WHAT NEEDS TO BE DONE: Recast every line of the items below as a Markdown table with the columns Row and Line, numbering each row and skipping blank lines. Leave the pictures out.
*** DATA ENTRIES ***
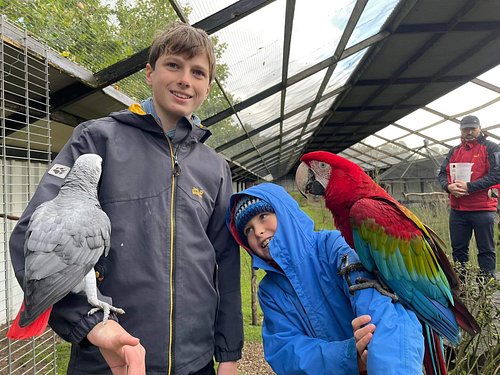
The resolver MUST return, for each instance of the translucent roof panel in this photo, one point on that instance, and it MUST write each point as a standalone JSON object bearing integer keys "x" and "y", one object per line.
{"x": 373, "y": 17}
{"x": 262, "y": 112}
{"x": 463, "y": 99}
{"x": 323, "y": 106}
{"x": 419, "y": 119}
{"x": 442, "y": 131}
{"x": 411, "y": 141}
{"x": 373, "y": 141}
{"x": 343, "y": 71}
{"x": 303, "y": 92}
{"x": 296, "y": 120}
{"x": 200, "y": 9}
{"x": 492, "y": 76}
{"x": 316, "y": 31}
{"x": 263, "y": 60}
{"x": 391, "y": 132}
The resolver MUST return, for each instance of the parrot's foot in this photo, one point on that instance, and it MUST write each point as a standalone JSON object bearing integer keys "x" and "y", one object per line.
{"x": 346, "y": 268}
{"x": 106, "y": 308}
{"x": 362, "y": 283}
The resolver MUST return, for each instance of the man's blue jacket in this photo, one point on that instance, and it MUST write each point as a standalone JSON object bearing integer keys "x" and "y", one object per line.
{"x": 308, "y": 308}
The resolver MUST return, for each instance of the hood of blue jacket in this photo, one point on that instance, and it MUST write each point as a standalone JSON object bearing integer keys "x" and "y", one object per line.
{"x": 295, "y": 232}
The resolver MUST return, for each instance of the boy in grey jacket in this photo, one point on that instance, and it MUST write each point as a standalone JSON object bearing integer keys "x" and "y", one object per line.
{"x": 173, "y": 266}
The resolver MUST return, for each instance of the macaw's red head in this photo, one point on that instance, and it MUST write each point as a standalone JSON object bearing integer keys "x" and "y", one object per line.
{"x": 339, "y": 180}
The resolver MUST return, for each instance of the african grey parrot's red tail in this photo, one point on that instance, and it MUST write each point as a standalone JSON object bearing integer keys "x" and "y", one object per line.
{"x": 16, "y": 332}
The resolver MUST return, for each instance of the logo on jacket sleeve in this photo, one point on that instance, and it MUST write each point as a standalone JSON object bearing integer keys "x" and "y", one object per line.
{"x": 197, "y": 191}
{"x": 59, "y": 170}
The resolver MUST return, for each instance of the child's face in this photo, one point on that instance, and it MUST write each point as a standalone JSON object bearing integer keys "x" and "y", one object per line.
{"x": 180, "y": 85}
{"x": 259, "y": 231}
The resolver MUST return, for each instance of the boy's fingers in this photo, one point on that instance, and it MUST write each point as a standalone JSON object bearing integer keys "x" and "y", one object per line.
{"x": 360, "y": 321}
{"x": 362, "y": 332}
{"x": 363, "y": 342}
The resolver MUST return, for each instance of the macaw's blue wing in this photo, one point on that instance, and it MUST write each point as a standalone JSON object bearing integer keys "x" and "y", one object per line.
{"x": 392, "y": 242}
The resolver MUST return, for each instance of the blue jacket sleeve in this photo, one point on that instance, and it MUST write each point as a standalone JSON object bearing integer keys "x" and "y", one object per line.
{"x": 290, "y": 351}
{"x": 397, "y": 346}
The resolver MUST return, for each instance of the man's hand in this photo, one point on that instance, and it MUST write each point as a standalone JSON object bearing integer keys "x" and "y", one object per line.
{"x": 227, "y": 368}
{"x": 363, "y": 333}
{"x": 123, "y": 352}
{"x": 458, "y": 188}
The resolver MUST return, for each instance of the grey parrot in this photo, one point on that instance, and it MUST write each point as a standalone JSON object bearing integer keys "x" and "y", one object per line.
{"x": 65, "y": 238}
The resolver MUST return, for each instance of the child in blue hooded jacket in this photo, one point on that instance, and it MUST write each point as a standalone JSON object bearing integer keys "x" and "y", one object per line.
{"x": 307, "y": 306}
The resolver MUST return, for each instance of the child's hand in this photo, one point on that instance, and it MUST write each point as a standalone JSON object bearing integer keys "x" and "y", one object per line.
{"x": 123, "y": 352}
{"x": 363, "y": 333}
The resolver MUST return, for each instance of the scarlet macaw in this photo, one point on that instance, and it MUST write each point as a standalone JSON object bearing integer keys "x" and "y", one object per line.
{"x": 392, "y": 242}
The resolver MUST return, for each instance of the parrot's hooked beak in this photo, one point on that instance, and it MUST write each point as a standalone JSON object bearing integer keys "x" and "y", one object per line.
***
REPLY:
| Row | Line |
|---|---|
| 1 | The resolver MUST return, for each instance of the translucent roof panel in this photo, one point on that instance, and it MUST write each point as a standalone JSON object bearing integer keys "x" and "y", one object per line. |
| 2 | {"x": 373, "y": 17} |
| 3 | {"x": 262, "y": 112} |
| 4 | {"x": 463, "y": 99} |
| 5 | {"x": 323, "y": 106} |
| 6 | {"x": 419, "y": 119} |
| 7 | {"x": 442, "y": 131} |
| 8 | {"x": 411, "y": 141} |
| 9 | {"x": 373, "y": 141} |
| 10 | {"x": 343, "y": 71} |
| 11 | {"x": 303, "y": 92} |
| 12 | {"x": 296, "y": 120} |
| 13 | {"x": 200, "y": 9} |
| 14 | {"x": 492, "y": 76} |
| 15 | {"x": 316, "y": 31} |
| 16 | {"x": 263, "y": 60} |
| 17 | {"x": 391, "y": 132} |
| 18 | The resolver MUST return, for each instance of the parrot's foot in this photo, one point on that instance, and it MUST write each point as a standalone JSON object bearing integer keys "x" and "y", one object per line. |
| 19 | {"x": 346, "y": 268} |
| 20 | {"x": 106, "y": 308} |
| 21 | {"x": 362, "y": 283} |
| 22 | The resolver MUST return, for each instance of the man's blue jacket in this photo, one point on that instance, and it MUST write each point as a standalone JSON object bearing integer keys "x" and "y", one object per line. |
| 23 | {"x": 308, "y": 308} |
| 24 | The resolver MUST return, for each instance of the hood of blue jacket in this photo, one point on that instance, and it MUST write each point as a standalone JSON object bearing integer keys "x" and "y", one object per line. |
| 25 | {"x": 295, "y": 232} |
| 26 | The resolver MUST return, for each instance of the boy in grey jacket in this photo, one point on that instance, and it MUST write each point as a standalone JSON object bearing integer keys "x" and "y", one object per line. |
| 27 | {"x": 173, "y": 266} |
| 28 | The resolver MUST return, for each instance of the macaw's red head in this photo, one point on that instance, and it MUST write each point as a standalone JSON object bearing integer keys "x" and "y", one object per line. |
| 29 | {"x": 339, "y": 180} |
| 30 | The resolver MUST return, for each instance of the african grey parrot's red tail in this photo, one point on that instance, and it MUST write each point as a standalone JSON object bearing integer keys "x" and "y", one object per line. |
| 31 | {"x": 16, "y": 332} |
| 32 | The resolver MUST return, for each instance of the logo on jacket sleeve in this photo, one point on that instance, and it MUST write each point as a standalone JSON object bearing integer keys "x" and "y", one object per line. |
| 33 | {"x": 197, "y": 191} |
| 34 | {"x": 59, "y": 170} |
| 35 | The resolver MUST return, for each instance of the child's face in this photo, one point on that instance, and it MUST write each point as a standalone JSON object bearing integer keys "x" and "y", one object per line. |
| 36 | {"x": 180, "y": 85} |
| 37 | {"x": 259, "y": 231} |
| 38 | The resolver MUST return, for each instance of the boy's fingers in this photo, one point on that instance, and it MUST write each point as a standalone JSON object bearing integer keys "x" and "y", one object per line. |
| 39 | {"x": 360, "y": 321} |
| 40 | {"x": 362, "y": 332} |
| 41 | {"x": 363, "y": 342} |
| 42 | The resolver MUST return, for each instance of the macaw's blue wing in this photo, one point on that instance, and it MUST write each point as a standalone JSON object bearing integer keys "x" and "y", one object per line. |
| 43 | {"x": 392, "y": 242} |
| 44 | The resolver MUST return, for each instance of the blue jacket sleeve in this photo, one point on that instance, and it MUST write each point as a standalone JSON object bearing integer keys "x" and "y", one object per line. |
| 45 | {"x": 290, "y": 351} |
| 46 | {"x": 397, "y": 346} |
| 47 | The resolver MUST return, for each instance of the man's hand in this photo, one point on that instance, and it MUST write each point as a standalone JSON object bearing integer keys "x" and "y", one object per line. |
| 48 | {"x": 227, "y": 368} |
| 49 | {"x": 363, "y": 333} |
| 50 | {"x": 123, "y": 352} |
| 51 | {"x": 458, "y": 188} |
| 52 | The resolver MUST return, for each instance of the grey parrot in this photo, one point on that instance, and it MUST write each point as a standalone JSON object bearing integer keys "x" and "y", one object per line. |
| 53 | {"x": 65, "y": 238} |
| 54 | The resolver MUST return, for each instance of the child in blue hooded jacket in this photo, one point on that instance, and it MUST write each point as a standalone JSON object bearing integer keys "x" and "y", one object per line. |
| 55 | {"x": 307, "y": 306} |
| 56 | The resolver MUST return, for each instance of the child's hand in this photo, one point on that instance, and it MUST write each point as a standalone JSON object bearing integer keys "x" and "y", one object per line. |
| 57 | {"x": 123, "y": 352} |
| 58 | {"x": 363, "y": 333} |
| 59 | The resolver MUST return, for each instance of the scarlet macaw in this photo, one point on that instance, and it MUST write each point as a standalone JSON object bearing integer keys "x" and "y", one object per line. |
| 60 | {"x": 392, "y": 242} |
| 61 | The resolver MUST return, for each instance of the parrot's hooked beak in this photo, one point on that instance, and it MUST write each point as a standalone JSON object bearing integer keys "x" and "y", one object per line. |